◆ Selected text ◆
+ + + + +

The Real Housewives of Vancouver return for Season 2 with three new wives in the mix
"Life's a journey. It's just more fun on a private jet."
Ronnie Negus summed it up best as she put on her blinding, diamond-encrusted heels and climbed into the plane only to disappear into the clear blue skies. (Okay, the shoe bling may have been exaggerated, but the season premiere needed a little spicing up.)
Ronnie Negus; Photo sourced from Twitter
Unlike the top photo of this article, the season two opener of The Real Housewives of Vancouver, which premiered on February 5, was safe and congenial. A quiet episode of heartfelt moments and passive-aggression, with a snarky side. But, judging by the season previews, the episodes won't disappoint in the catfight department. The tempers will eventually flare in a big way, the long, fake, gem-flecked nails will come out and cut through the BS, leaving everyone, including viewers, scarred for life. And someone will call someone a 'whore'.
Yes, after a successful first season, the ladies are back. Not all of them. Christina Kiesel and Reiko MacKenzie have, sadly, decided to lead their lavish lives, which included at-home-performed facials and race cars, in private. Instead, we have three new wives: Ioulia Reynolds, Robin Reichman, Amanda Hansen.
The Vancouver's elite brought their Chanel handbags into new environments, sniffing each other's scents and forming new bonds and cliques. If looks could kill, on the other hand, the first episode would have been a bloody murder scene straight out of a Hitchcock movie.

+ + + + +

In the piece on the Real Housewives of Vancouver, why does the writer admit to possibly exaggerating the bling on Ronnie Negus's heels? The listing that comes next is separate material and has no connection to the text.

◆ Supplied information ◆

+ + + + +

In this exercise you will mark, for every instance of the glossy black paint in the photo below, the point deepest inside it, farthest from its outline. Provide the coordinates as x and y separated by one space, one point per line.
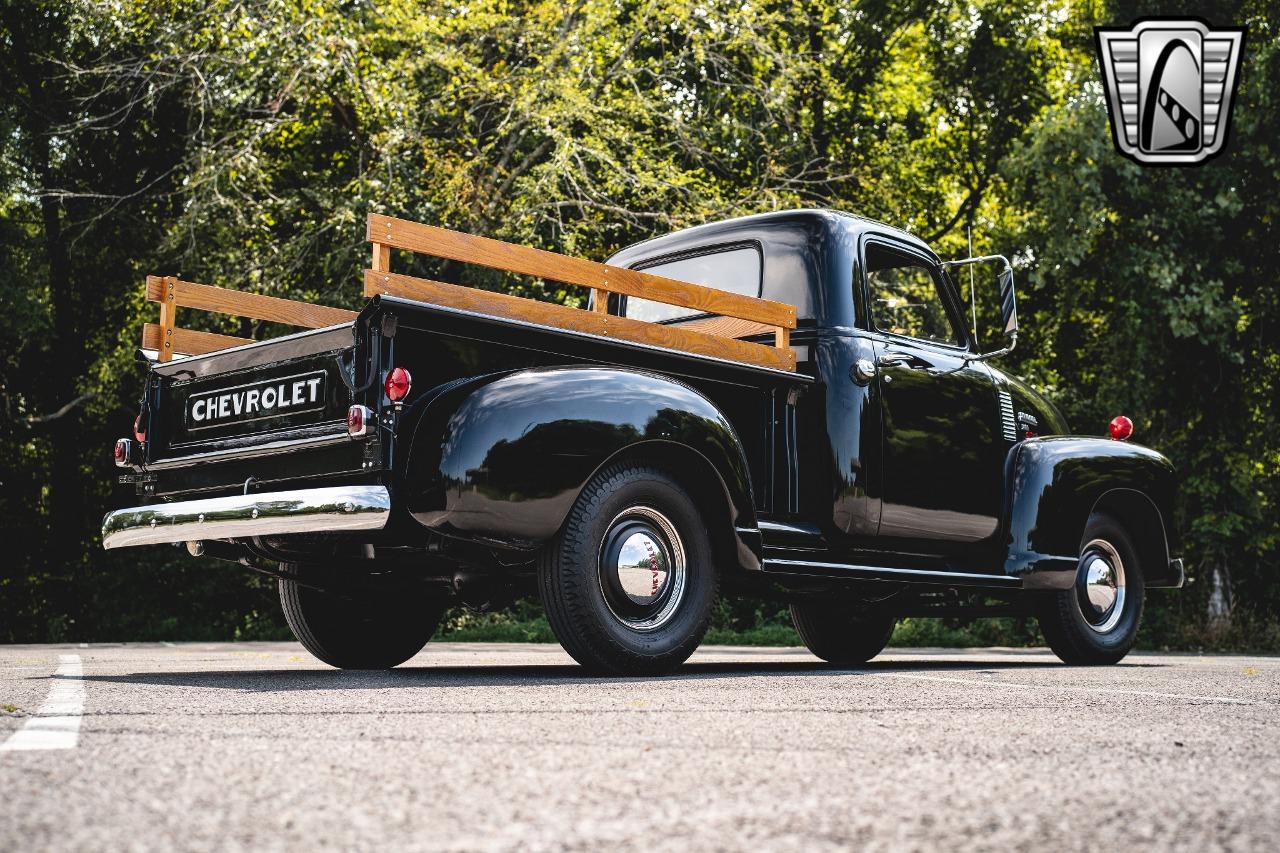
1055 483
507 459
821 475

+ + + + +

◆ Expected answer ◆
The writer says the season premiere needed a little spicing up.